> [Exercise instructions]:
[A] Answer these questions from the review of the Balkanto Vero album:
(i) Who leads Balkanto Vero?
(ii) In what time signature is track three played?
(iii) What instrument opens the first track?
[B] Carry the review of the Balkanto Vero album on from the point where it stops.

> [Supplied text]:
* * * *

The Serbian group Balkanto Vero is led by
accordionist Ivica Vucelja, who for many years earned a living by playing in
Gypsy bands, according to the brief press release which gives his music the
cop-out designation “impossible to describe”. But a reviewer’s job is to
describe (and, I suppose, to opine), so…
The first track opens with soulful solo violin,
but after a few bars in comes a Latinish rhythm, a smooth crooner, and
syncopated brass. Track two, accordion leading brass and strings in a stop-start
waltz with hints of Spain, morphing to serene oboe doubling with a high wordless
female film-score vocal over a chugging rhythm, pausing, surging and joined by
the accordeon and strings. Track three, intricate accordion and clarinet over
bass, darabuka and shuffling percussion in 5/8 time. Track four: another
asymmetric rhythm, played fast over tuba with lyrical solos on clarinet and
trumpet. Five: a sombre smoky rubato male vocal over bass drone, then enter
quiet female backing vocals, jumping into a fast waltz-time repeating pattern on
accordion and darabuka, building into a big song with wild recitative and
scampering trumpets. Later, a sad female vocal in a klezmer-tinged lullaby…
I won’t go on, suffice it to say that after it’s
been on a while one has to check that it’s still the same album and that, in my
estimation, is A Good Thing.

* * * *

> [Entries]:

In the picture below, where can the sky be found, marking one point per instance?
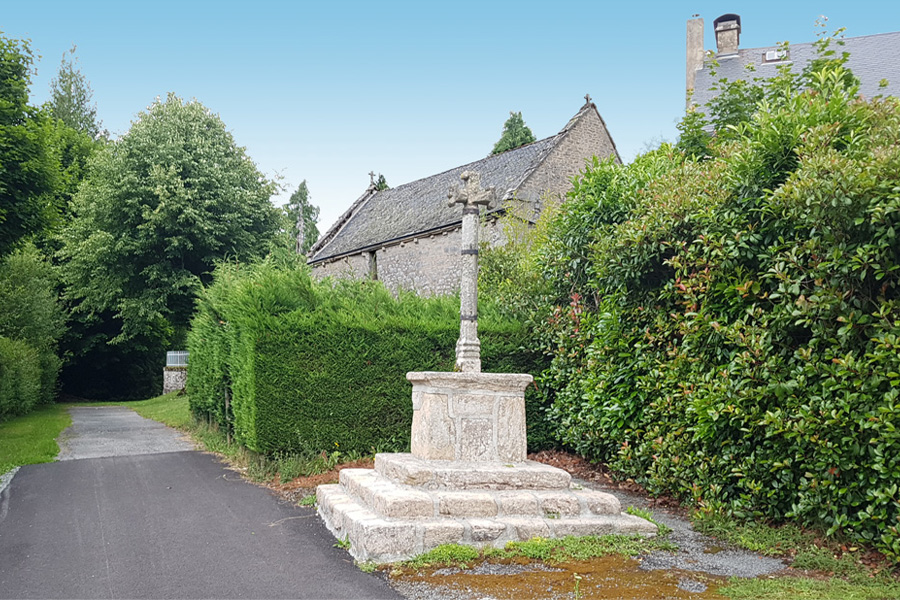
(328, 91)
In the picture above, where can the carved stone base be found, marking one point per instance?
(469, 416)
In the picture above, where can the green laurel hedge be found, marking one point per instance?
(321, 365)
(727, 322)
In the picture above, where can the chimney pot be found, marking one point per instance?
(728, 34)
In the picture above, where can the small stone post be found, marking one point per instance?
(471, 196)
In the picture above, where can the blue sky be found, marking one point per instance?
(328, 91)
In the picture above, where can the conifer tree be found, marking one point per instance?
(71, 98)
(515, 133)
(303, 217)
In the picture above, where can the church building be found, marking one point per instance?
(409, 238)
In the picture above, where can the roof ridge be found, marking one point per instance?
(844, 39)
(488, 157)
(341, 222)
(564, 132)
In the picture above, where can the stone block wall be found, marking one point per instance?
(552, 179)
(428, 265)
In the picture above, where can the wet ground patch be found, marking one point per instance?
(607, 577)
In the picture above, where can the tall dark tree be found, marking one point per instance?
(302, 217)
(71, 98)
(28, 174)
(515, 133)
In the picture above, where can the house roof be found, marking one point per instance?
(872, 58)
(420, 207)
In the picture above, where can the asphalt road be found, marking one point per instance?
(164, 525)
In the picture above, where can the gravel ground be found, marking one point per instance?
(697, 552)
(98, 432)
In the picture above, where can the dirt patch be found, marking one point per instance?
(301, 487)
(596, 473)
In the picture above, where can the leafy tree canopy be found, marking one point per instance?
(28, 174)
(302, 217)
(162, 205)
(515, 133)
(70, 98)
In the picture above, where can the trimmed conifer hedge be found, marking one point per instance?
(293, 364)
(20, 378)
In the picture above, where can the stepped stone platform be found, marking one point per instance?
(408, 505)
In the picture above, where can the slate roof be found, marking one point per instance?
(872, 58)
(420, 207)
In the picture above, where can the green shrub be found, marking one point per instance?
(320, 366)
(727, 322)
(20, 378)
(32, 315)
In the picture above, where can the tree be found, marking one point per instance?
(32, 315)
(302, 217)
(515, 133)
(28, 174)
(162, 205)
(70, 98)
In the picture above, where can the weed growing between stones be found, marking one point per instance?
(643, 513)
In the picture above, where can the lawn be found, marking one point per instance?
(32, 439)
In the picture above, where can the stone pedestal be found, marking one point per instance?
(174, 379)
(469, 416)
(467, 480)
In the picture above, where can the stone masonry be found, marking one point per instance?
(423, 255)
(174, 379)
(467, 480)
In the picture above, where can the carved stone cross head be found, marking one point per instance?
(470, 193)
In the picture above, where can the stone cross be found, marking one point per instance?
(471, 196)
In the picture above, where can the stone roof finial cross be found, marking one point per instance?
(472, 197)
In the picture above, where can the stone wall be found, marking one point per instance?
(174, 379)
(428, 265)
(552, 179)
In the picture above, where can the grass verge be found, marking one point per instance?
(31, 439)
(837, 571)
(548, 550)
(803, 588)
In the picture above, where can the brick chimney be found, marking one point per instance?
(694, 54)
(728, 34)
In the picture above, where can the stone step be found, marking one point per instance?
(376, 538)
(389, 499)
(407, 469)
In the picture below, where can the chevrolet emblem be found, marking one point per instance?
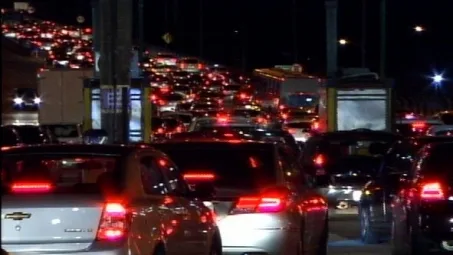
(18, 216)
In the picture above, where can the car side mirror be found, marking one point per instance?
(202, 191)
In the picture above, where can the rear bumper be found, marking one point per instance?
(336, 195)
(61, 249)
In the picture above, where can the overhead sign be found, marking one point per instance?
(80, 19)
(168, 38)
(297, 68)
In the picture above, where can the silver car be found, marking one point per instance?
(261, 204)
(99, 199)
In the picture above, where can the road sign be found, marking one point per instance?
(297, 68)
(80, 19)
(168, 38)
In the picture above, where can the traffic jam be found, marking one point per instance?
(237, 164)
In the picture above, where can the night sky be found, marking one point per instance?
(264, 32)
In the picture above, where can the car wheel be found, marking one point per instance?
(395, 243)
(323, 240)
(216, 246)
(160, 250)
(367, 233)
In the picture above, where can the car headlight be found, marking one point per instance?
(18, 100)
(356, 195)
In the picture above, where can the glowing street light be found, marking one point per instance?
(419, 29)
(343, 41)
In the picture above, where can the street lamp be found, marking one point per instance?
(438, 78)
(419, 29)
(343, 41)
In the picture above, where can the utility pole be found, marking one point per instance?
(141, 39)
(295, 34)
(364, 34)
(201, 27)
(383, 46)
(115, 47)
(331, 37)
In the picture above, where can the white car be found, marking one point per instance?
(99, 199)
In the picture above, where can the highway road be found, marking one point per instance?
(344, 236)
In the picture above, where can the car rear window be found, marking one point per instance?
(30, 135)
(66, 173)
(191, 61)
(246, 113)
(438, 162)
(63, 131)
(234, 165)
(303, 125)
(172, 97)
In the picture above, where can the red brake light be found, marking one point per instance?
(315, 125)
(319, 160)
(113, 224)
(432, 191)
(198, 177)
(31, 187)
(264, 204)
(418, 125)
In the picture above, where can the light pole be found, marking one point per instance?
(383, 45)
(294, 16)
(201, 19)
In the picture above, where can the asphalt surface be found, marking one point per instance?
(344, 236)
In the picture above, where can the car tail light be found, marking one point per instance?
(114, 224)
(31, 187)
(260, 204)
(432, 191)
(198, 176)
(315, 125)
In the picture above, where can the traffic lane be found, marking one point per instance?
(344, 237)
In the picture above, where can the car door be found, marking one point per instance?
(189, 211)
(155, 185)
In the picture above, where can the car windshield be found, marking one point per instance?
(66, 173)
(235, 165)
(30, 134)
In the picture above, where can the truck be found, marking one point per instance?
(61, 108)
(280, 87)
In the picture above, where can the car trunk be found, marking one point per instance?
(43, 223)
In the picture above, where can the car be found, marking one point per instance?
(342, 162)
(375, 207)
(100, 199)
(422, 207)
(261, 200)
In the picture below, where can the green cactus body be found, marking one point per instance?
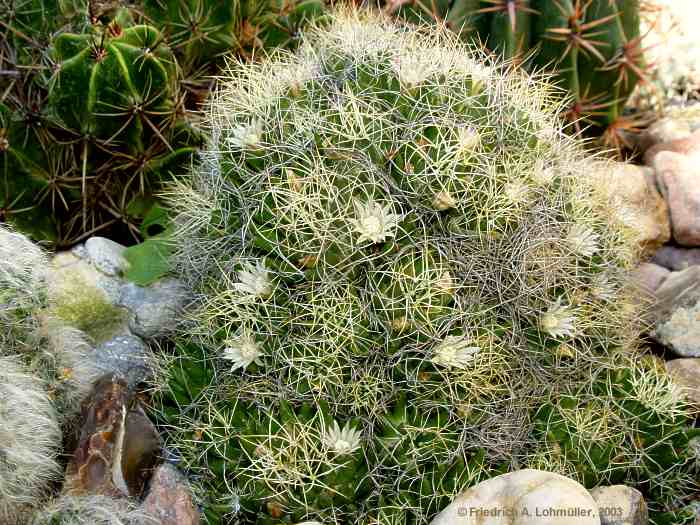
(103, 131)
(389, 234)
(593, 48)
(28, 25)
(107, 86)
(24, 175)
(202, 30)
(197, 29)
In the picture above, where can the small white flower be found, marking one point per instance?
(582, 240)
(254, 280)
(558, 321)
(516, 192)
(542, 175)
(454, 352)
(443, 200)
(242, 350)
(468, 139)
(246, 136)
(342, 441)
(413, 69)
(445, 283)
(602, 289)
(374, 223)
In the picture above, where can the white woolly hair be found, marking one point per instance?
(92, 510)
(69, 363)
(23, 267)
(30, 438)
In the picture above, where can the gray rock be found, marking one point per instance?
(632, 190)
(678, 177)
(684, 146)
(686, 374)
(677, 312)
(620, 505)
(106, 255)
(675, 258)
(126, 356)
(80, 252)
(169, 499)
(664, 130)
(154, 308)
(648, 277)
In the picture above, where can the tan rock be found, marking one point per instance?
(620, 505)
(169, 498)
(663, 131)
(117, 447)
(675, 258)
(684, 146)
(648, 277)
(686, 374)
(678, 177)
(524, 497)
(632, 191)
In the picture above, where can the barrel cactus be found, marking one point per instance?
(399, 257)
(202, 30)
(91, 510)
(593, 48)
(90, 139)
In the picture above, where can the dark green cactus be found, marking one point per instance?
(593, 47)
(202, 30)
(92, 130)
(24, 178)
(100, 95)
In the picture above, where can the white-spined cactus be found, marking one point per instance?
(399, 257)
(92, 510)
(52, 350)
(30, 439)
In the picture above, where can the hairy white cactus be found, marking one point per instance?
(30, 441)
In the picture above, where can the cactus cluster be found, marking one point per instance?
(593, 48)
(46, 368)
(399, 258)
(97, 103)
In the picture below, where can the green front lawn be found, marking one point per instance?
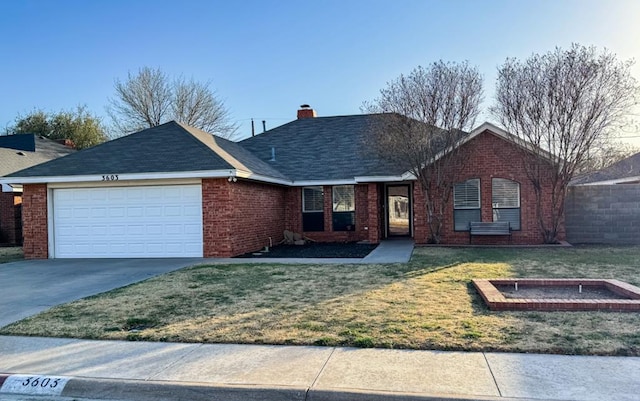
(429, 303)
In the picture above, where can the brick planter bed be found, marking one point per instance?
(496, 301)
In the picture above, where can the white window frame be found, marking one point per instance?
(496, 206)
(477, 180)
(465, 205)
(337, 203)
(304, 204)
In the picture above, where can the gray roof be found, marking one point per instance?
(308, 149)
(323, 148)
(12, 159)
(170, 147)
(626, 168)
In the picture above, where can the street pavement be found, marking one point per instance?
(168, 371)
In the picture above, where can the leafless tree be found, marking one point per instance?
(564, 103)
(196, 105)
(425, 115)
(606, 154)
(150, 98)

* * * *

> [Answers provided]:
[A]
(i) The accordionist Ivica Vucelja.
(ii) 5/8 time.
(iii) A solo violin.

[B]
Perceptive as Zoku seems to be in terms of choice
of the music on its label, on this album at least it seems, by accident or
design concept, to have overlooked the buyer’s interest in who’s playing it and
the musicians’ right to recognition. On the CD packaging and booklet (entirely
in English, curiously considering the nationality of the label, the group’s
origins and the place of recording, Radio Belgrade), though there are credits to
various families and individuals in Belgrade, Sanad and Krajisnik, and to “all
the musicians of Belgrade that cooperated in this project”, it doesn’t mention
who the other musicians or singers are, or who plays what, apart from saying
that they’re from Serbia, Macedonia and Bosnia. Indeed the only mentions of
Vucelja himself are a name-check as producer, and his email address - not even
an indication that he wrote the material, a fact available only on the press
release.
Whoever did what, they’re damned fine players and
this is a classy example of new European music with tough, border-crossing
roots.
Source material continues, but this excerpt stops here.